-- start Materials provided --

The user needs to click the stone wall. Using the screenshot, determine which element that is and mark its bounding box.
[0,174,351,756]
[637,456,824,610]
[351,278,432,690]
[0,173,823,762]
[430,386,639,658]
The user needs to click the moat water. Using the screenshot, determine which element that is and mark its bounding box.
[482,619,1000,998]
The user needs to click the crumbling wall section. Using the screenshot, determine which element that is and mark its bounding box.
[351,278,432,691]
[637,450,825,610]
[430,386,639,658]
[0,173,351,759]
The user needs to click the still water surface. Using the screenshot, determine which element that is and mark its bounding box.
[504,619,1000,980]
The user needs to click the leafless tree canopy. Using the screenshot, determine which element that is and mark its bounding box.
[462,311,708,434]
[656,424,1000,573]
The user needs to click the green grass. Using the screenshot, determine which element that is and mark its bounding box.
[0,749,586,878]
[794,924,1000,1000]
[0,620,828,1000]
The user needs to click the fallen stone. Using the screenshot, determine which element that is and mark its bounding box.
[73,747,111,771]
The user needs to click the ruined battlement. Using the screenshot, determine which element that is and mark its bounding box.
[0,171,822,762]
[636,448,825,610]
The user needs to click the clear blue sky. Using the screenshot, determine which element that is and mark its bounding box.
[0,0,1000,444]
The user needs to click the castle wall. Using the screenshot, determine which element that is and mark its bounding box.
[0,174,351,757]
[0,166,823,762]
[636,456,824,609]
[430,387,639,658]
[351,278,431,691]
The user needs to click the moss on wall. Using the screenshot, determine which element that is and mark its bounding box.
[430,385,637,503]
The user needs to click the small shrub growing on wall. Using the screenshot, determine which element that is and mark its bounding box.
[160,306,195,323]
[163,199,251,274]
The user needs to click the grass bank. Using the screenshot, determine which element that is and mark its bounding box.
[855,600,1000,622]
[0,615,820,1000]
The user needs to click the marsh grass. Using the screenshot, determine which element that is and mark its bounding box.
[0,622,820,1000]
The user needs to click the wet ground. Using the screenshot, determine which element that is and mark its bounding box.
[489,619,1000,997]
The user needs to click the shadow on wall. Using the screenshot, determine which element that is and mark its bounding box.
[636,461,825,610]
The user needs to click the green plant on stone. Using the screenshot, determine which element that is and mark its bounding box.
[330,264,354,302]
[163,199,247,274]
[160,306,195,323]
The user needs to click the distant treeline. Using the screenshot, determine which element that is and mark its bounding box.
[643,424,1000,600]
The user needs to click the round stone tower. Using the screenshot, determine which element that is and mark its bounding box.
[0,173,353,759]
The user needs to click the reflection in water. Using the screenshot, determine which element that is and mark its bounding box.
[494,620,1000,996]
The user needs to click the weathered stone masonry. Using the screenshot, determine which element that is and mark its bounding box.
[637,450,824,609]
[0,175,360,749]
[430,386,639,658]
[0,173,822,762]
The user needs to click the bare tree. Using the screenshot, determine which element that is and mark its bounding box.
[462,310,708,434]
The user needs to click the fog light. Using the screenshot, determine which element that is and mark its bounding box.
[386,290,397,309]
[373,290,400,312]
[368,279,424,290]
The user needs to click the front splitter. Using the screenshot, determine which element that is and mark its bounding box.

-- end Materials provided --

• _What is required_
Please turn the rows above into a JSON list of strings, one string per line, leaving out any blank lines.

• _Exercise answer_
[
  "The user needs to click the stone wall. Using the screenshot, determine which element that is and mark its bounding box.",
  "[0,174,351,756]",
  "[637,456,824,610]",
  "[351,278,432,690]",
  "[0,173,823,762]",
  "[430,386,639,658]",
  "The user needs to click the moat water. Using the screenshot, determine which element that is and mark its bounding box.",
  "[482,619,1000,998]",
  "The user needs to click the crumbling wall section. Using the screenshot, determine which element that is and mark its bounding box.",
  "[351,278,432,691]",
  "[637,450,825,610]",
  "[430,386,639,658]",
  "[0,173,351,759]",
  "The user needs to click the still water surface. Using the screenshot, determine which element that is and mark its bounding box.",
  "[504,619,1000,980]",
  "The user needs to click the leafless tree canopy. Using the screenshot, determine which element that is and mark its bounding box.",
  "[462,311,708,434]",
  "[656,424,1000,573]",
  "The user needs to click the green grass. Using the screenshot, determine which element that is and mark its bounding box.",
  "[0,749,586,878]",
  "[794,924,1000,1000]",
  "[0,620,828,1000]",
  "The user needs to click the fallen stone. Using the screenshot, determine which element that is and mark its bounding box.",
  "[73,747,111,771]",
  "The user needs to click the ruined battlement. Using the screenshot, determine which element that is and mark its bounding box.",
  "[0,171,822,762]",
  "[636,448,825,610]",
  "The user needs to click the clear blue sky. Using the screenshot, determine which element that is and mark its bounding box.",
  "[0,0,1000,444]",
  "The user needs to click the castle wall. Using the screenshot, determine which element that is and mark its bounding box.",
  "[0,174,351,757]",
  "[0,166,823,762]",
  "[636,456,824,609]",
  "[430,387,639,658]",
  "[351,278,431,691]",
  "The user needs to click the moss on wall. Using the screenshot, determine which element that is and mark its bounding box.",
  "[430,385,637,503]",
  "The user needs to click the small shrub growing on wall. Using the screenshot, determine which element that is and mark its bounding box.",
  "[160,306,195,323]",
  "[163,199,251,274]",
  "The user needs to click the grass bank. Using the screenshot, determine which element that is and mark its bounding box.",
  "[855,600,1000,622]",
  "[0,615,820,1000]",
  "The user needs to click the marsh grass. Using the screenshot, determine which element that is and mark its bounding box.",
  "[0,622,820,1000]",
  "The user needs to click the wet ground. Using the screenshot, determine which element that is and mark its bounding box.",
  "[489,619,1000,997]",
  "The user needs to click the shadow on wall. Using the screenshot, determine which element that is and mark its bounding box.",
  "[636,461,825,610]",
  "The user needs to click the green plant on stone. Using the screenshot, determine which element that is and mark its bounding box.",
  "[330,264,354,302]",
  "[163,199,247,274]",
  "[160,306,195,323]",
  "The user needs to click the distant treeline. Using the screenshot, determine which element that is and mark its bounding box.",
  "[643,424,1000,600]",
  "The user needs to click the round stone tower. Using the screenshot, determine which element that is and mark its bounding box.",
  "[0,173,353,759]",
  "The user needs to click the reflection in water. Using the screenshot, determine which element that is and mark its bounding box.",
  "[494,620,1000,996]",
  "The user needs to click the weathered stone masonry. Using the screenshot, determine which element that is and mark its bounding box.",
  "[637,450,824,609]",
  "[0,175,360,749]",
  "[430,386,639,658]",
  "[0,173,822,762]",
  "The user needs to click the bare tree. Using the screenshot, determine which element that is and mark its bounding box.",
  "[462,310,708,434]",
  "The user needs to click the fog light. Using the screenshot, determine which element that is and mark its bounding box.",
  "[386,290,397,309]",
  "[373,290,400,312]",
  "[368,279,424,290]",
  "The user needs to click the front splitter. Using the screenshot, determine which element that is and mark its bounding box."
]